- INFORMATION SUPPLIED
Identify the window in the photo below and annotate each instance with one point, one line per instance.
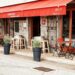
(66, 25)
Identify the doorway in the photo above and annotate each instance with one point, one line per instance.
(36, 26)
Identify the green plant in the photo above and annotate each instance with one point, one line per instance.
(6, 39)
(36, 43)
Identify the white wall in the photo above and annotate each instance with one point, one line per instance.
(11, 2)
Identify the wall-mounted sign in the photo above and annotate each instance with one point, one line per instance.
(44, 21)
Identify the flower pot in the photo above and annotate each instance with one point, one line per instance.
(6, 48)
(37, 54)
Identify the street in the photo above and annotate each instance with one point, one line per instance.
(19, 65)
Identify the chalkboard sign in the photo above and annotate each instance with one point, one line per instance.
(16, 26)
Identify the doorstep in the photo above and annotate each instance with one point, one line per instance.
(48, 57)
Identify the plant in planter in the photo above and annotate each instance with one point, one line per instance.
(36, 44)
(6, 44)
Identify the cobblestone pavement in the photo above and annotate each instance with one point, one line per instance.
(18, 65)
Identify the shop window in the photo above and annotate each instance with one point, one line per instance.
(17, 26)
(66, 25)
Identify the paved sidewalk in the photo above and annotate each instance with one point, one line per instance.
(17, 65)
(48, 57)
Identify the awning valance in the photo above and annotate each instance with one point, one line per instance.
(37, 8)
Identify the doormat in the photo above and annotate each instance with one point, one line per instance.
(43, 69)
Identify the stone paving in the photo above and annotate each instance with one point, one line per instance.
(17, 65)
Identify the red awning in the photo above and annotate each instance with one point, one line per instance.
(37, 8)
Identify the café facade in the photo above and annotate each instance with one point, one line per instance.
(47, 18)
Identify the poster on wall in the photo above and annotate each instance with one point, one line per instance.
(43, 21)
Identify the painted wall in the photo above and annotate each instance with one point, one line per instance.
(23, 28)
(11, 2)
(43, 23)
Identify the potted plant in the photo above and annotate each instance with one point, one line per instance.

- GIVEN TASK
Give an exact copy of the material, leaving out every picture.

- SOLUTION FOR THIS PROBLEM
Identify the window in the photo below and annotate each instance with one point, one line per instance.
(66, 25)
Identify the doorway in the photo above and annotate each instance with one point, one line per instance.
(36, 26)
Identify the green plant in the photo above and annotate each instance with one point, one line per instance.
(6, 39)
(36, 43)
Identify the white wall in the photo above and annotate each instance with one point, one line per instance.
(11, 2)
Identify the wall-mounted sign in the photo above and annotate each instance with one point, one line per instance.
(44, 21)
Identify the flower pot in the photo above and annotate each instance with one point, one line per instance.
(6, 48)
(37, 54)
Identify the street in the photo above and annotate each instance with one point, one line per instance.
(19, 65)
Identify the chalkboard sign in the photo above and annotate each instance with one point, one line per instance.
(16, 26)
Identify the doorstep in the photo above and annotate each instance with one point, one line per instance.
(48, 57)
Identify the plant in planter in the photo above and annotate each instance with one point, one line per instance.
(36, 44)
(6, 44)
Identify the cobblestone pavement in the photo above and annotate each instance with one point, one line per instance.
(18, 65)
Identify the shop window in the photo above and annotate each instance with one point, one line per instance.
(17, 26)
(66, 25)
Identify the paved sidewalk in the photo above and annotate each instance with one point, one line per instance.
(17, 65)
(48, 57)
Identify the awning valance in the photo above and annotate each instance with one point, one line per instance.
(37, 8)
Identify the doormat in the photo above and annotate each instance with one point, one line per instance.
(43, 69)
Identify the stone paving in the photo above and annotate each instance with one point, one line per instance.
(17, 65)
Identify the red awning in the photo above and annotate each instance with one point, one line per instance.
(37, 8)
Identify the café facade in the photo above and annotate each instance with one point, one line per instance.
(47, 18)
Identify the poster on wall in the photo above and annotate each instance with one point, one line per instance.
(43, 21)
Identify the painted wall in the photo above and annotate each instance with one point, one line per instance.
(23, 28)
(11, 2)
(43, 23)
Identify the potted plant in the photo above and annotate each instance with one point, one line per instance.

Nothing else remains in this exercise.